[WHAT THE TASK REQUIRES]: In full and word for word, copy the records that follow.

[GIVEN RECORDS]:
------------------------------------------------

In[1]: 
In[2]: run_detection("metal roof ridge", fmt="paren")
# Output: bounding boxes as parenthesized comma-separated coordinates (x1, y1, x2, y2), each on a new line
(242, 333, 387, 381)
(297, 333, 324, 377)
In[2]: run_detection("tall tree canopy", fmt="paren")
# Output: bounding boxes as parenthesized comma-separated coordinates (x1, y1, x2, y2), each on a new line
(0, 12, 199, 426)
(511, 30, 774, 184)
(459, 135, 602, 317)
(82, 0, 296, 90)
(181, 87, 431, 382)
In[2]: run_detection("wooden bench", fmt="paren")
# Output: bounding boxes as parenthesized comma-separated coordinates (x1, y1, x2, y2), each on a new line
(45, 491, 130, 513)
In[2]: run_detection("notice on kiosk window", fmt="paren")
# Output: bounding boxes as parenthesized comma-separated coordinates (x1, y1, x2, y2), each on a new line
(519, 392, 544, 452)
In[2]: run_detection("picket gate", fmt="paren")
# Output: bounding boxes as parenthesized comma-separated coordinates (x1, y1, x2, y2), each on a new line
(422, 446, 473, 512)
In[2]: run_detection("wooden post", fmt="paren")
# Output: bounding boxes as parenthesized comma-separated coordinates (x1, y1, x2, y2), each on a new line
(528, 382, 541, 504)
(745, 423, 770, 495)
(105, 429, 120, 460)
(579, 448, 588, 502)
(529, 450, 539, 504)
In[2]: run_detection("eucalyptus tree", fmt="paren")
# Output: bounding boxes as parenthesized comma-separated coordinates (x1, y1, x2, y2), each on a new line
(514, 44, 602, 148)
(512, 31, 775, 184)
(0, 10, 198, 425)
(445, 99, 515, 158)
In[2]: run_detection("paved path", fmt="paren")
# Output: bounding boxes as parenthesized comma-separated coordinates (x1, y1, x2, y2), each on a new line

------------------------------------------------

[FINISHED TASK]:
In[1]: 
In[2]: run_detection("metal roof ridge", fmt="paren")
# Output: bounding boxes as parenthesized comma-separated coordinates (x1, y1, x2, y2), each on a new line
(242, 333, 387, 381)
(297, 333, 324, 377)
In[2]: run_detection("tall tree canopy", fmt="paren")
# Output: bounding boxes as parenthesized comma-separated coordinates (x1, y1, x2, y2), each on a new line
(0, 12, 199, 426)
(511, 30, 774, 184)
(459, 135, 602, 317)
(82, 0, 296, 90)
(181, 87, 431, 382)
In[2]: run_detection("wooden bench", fmt="paren")
# Output: bounding boxes as parenthesized comma-separated coordinates (x1, y1, x2, y2), each on a new line
(45, 491, 130, 513)
In[2]: run_detection("notice on kiosk window", fmt="paren")
# Output: bounding boxes as parenthesized comma-separated coordinates (x1, y1, x2, y2), each on a new line
(519, 392, 544, 452)
In[2]: run_detection("picket gate", fmt="paren")
# Output: bounding boxes as parenthesized comma-separated coordinates (x1, y1, x2, y2), each on a new line
(422, 446, 473, 512)
In[2]: run_detection("wooden post", fmt="paren")
# Output: bounding boxes as parenthesized comma-separated coordinates (x1, y1, x2, y2), each on a new line
(528, 382, 541, 504)
(745, 423, 770, 495)
(105, 429, 120, 460)
(579, 448, 588, 502)
(529, 450, 539, 504)
In[2]: run_detection("eucalyptus tree", fmt="paren")
# Output: bounding boxes as parenthesized comma-separated coordinates (x1, y1, x2, y2), each on a new line
(514, 44, 602, 148)
(512, 31, 775, 184)
(0, 10, 198, 425)
(445, 99, 515, 158)
In[2]: run_detection("paved path", fmt="paren")
# Output: bounding boxes as parenthesized comma-separated coordinates (x1, y1, x2, y2), each on a new line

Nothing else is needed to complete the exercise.